§ What is needed
Can you copy out, word for word, the entries from the line with "of the field" to the line with "pixel 59 632", including both of those lines?

* begin Raw records *

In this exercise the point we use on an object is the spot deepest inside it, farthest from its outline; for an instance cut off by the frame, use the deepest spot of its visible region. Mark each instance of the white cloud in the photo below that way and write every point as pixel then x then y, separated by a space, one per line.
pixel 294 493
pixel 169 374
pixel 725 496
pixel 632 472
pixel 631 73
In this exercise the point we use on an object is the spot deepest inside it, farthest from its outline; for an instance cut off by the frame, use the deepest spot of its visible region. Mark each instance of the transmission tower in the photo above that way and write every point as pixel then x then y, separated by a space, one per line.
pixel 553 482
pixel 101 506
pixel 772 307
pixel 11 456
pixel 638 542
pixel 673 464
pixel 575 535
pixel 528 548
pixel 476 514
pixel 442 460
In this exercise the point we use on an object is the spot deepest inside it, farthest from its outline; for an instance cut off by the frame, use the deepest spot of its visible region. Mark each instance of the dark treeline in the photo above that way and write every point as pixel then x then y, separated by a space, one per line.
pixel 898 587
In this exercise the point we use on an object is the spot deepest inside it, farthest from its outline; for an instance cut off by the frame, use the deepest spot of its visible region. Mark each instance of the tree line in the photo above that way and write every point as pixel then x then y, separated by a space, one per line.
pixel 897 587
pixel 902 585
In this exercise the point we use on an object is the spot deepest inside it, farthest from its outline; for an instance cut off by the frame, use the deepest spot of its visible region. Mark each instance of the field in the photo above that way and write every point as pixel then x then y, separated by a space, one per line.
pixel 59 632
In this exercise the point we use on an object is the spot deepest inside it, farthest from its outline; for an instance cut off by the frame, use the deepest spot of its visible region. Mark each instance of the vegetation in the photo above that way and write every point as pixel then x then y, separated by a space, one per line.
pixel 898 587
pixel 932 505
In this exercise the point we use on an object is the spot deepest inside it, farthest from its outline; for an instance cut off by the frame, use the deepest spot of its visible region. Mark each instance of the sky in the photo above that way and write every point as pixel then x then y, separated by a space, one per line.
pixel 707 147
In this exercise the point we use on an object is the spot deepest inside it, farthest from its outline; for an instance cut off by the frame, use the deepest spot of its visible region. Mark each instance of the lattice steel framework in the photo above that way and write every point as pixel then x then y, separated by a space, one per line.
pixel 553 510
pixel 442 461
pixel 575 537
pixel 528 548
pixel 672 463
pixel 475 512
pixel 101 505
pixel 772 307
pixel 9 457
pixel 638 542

* end Raw records *

§ Result of the task
In this exercise the point we use on an object is the spot deepest inside it, farthest from its outline; for an instance cut off by the frame, use the deepest spot of its visible region. Mark each instance of the field in the photo above that way and write every point as pixel then x then y, separated by a space, one per line.
pixel 59 632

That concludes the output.